'''

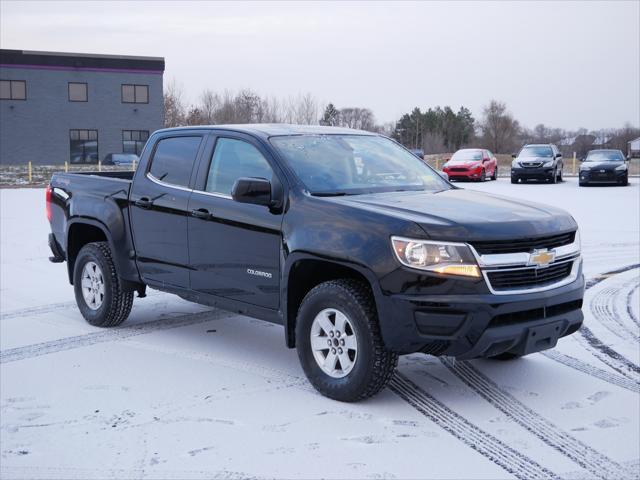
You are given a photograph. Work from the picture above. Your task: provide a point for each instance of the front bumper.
(461, 173)
(597, 176)
(481, 325)
(533, 173)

'''

Work to be completed:
Turn the listing above into a JSON list of strings, one string per line and no blank lines. Leave the picture out.

Result:
[
  "You are given a photograph. Work from the picture above. Your task: provide a point for each instance of the front bumper.",
  "(461, 173)",
  "(597, 176)",
  "(481, 325)",
  "(533, 173)"
]